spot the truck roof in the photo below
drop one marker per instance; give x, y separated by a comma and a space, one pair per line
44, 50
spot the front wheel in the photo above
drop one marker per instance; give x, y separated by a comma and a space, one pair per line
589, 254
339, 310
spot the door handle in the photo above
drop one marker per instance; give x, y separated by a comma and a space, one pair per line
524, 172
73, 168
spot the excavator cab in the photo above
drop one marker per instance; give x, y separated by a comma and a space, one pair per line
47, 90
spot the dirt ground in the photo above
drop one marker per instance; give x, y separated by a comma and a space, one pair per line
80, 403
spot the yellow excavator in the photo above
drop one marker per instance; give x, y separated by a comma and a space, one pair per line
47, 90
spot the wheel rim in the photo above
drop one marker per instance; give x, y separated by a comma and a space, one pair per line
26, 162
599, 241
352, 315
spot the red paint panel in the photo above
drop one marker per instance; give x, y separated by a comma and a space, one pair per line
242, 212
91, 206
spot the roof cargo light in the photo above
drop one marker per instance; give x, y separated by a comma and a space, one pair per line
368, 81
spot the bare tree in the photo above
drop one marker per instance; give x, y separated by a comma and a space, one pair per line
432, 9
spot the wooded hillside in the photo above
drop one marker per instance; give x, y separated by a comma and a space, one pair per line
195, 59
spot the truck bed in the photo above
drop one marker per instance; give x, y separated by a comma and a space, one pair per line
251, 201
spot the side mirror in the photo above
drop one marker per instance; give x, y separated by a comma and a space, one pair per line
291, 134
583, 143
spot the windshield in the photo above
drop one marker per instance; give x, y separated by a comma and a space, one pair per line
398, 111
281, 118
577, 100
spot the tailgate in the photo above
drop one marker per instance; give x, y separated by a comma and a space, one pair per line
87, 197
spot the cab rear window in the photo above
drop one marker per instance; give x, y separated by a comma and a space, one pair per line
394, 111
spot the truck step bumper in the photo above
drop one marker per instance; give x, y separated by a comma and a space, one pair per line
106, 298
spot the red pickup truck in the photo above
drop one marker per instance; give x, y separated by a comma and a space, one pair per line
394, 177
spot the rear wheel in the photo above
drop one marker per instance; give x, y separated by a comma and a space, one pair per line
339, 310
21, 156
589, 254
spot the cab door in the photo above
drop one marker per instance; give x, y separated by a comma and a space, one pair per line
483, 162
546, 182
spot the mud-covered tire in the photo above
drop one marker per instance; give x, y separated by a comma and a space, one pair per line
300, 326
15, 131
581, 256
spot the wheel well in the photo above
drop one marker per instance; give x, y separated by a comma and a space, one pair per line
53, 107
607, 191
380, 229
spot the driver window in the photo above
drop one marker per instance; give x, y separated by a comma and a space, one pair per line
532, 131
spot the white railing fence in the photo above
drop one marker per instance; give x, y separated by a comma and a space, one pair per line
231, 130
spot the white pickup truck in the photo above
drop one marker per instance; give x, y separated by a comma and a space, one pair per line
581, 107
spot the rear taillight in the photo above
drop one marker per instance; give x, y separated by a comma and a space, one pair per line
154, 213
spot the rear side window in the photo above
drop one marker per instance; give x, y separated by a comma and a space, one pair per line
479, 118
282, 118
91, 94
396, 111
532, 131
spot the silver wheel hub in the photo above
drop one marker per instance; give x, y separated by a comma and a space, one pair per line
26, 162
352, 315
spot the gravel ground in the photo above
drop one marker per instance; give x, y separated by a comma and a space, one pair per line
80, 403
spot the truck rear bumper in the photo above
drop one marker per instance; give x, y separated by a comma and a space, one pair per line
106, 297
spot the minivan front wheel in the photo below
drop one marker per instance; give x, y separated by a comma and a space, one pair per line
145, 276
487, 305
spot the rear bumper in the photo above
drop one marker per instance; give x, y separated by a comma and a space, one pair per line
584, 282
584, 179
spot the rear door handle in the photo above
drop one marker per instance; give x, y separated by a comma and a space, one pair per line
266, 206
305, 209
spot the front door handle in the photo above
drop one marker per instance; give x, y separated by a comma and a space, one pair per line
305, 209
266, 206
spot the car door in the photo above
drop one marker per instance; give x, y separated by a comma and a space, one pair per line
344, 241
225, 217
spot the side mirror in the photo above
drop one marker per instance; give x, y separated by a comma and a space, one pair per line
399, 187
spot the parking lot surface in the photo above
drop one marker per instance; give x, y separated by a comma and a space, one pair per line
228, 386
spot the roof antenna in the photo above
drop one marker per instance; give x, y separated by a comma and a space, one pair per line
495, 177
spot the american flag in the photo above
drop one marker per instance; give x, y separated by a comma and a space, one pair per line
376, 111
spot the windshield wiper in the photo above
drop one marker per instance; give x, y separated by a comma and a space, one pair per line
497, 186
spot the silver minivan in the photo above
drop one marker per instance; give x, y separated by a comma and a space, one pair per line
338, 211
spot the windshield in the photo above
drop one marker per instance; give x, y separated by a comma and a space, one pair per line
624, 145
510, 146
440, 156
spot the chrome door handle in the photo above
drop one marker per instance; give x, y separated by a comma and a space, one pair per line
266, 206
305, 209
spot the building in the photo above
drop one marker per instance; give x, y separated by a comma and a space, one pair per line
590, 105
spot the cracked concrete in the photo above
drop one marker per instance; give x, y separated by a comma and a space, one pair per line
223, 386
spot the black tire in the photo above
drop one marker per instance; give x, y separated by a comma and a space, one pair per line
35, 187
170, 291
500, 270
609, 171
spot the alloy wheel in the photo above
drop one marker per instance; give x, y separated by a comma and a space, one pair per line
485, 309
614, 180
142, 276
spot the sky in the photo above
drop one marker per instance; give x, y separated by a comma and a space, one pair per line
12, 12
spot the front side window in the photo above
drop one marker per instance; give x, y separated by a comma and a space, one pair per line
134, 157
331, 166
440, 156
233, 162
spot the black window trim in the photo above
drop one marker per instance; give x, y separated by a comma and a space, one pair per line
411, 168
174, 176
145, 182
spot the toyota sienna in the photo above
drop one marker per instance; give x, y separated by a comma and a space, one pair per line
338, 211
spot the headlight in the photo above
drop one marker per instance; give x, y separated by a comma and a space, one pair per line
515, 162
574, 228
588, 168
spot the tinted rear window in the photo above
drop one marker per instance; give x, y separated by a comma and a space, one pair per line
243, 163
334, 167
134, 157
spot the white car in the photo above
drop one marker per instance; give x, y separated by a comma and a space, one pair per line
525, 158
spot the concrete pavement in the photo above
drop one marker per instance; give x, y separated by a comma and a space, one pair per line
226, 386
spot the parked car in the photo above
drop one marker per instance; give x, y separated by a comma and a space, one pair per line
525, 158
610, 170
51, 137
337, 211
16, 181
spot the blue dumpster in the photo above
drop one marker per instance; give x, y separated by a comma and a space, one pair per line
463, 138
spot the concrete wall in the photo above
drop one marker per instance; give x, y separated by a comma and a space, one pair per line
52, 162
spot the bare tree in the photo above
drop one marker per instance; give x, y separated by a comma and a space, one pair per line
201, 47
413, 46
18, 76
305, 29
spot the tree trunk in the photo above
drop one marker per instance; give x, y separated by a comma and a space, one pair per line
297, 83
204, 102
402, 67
------------
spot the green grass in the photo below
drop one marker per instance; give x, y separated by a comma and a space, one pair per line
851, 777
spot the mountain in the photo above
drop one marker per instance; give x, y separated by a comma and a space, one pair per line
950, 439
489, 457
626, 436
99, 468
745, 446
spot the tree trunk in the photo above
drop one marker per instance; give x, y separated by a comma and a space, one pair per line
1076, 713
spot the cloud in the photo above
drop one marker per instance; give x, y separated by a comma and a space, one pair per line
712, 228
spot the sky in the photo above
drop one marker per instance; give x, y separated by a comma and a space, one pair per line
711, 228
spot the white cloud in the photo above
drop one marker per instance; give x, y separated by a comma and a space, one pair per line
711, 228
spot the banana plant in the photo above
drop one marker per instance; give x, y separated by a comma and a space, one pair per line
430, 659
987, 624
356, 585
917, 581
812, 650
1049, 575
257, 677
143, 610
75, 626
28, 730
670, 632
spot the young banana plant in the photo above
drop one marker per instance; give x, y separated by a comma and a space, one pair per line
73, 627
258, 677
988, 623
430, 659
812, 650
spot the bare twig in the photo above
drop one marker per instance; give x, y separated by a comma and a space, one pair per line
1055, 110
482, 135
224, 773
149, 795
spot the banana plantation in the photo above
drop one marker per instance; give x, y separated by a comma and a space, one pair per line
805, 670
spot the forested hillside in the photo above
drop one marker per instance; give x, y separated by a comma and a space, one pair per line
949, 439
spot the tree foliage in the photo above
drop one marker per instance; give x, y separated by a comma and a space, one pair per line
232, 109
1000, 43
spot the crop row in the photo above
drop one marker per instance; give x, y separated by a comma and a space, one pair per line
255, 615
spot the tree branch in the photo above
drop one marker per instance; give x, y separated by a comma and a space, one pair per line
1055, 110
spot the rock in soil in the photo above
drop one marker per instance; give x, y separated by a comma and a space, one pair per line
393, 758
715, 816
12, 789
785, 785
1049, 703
------------
**Required work**
Gather every line from the items in both blocks above that contains the string "below".

**Task result**
spot the truck roof in the photo below
spot the minivan front wheel in the photo below
spot the green grass in the photo below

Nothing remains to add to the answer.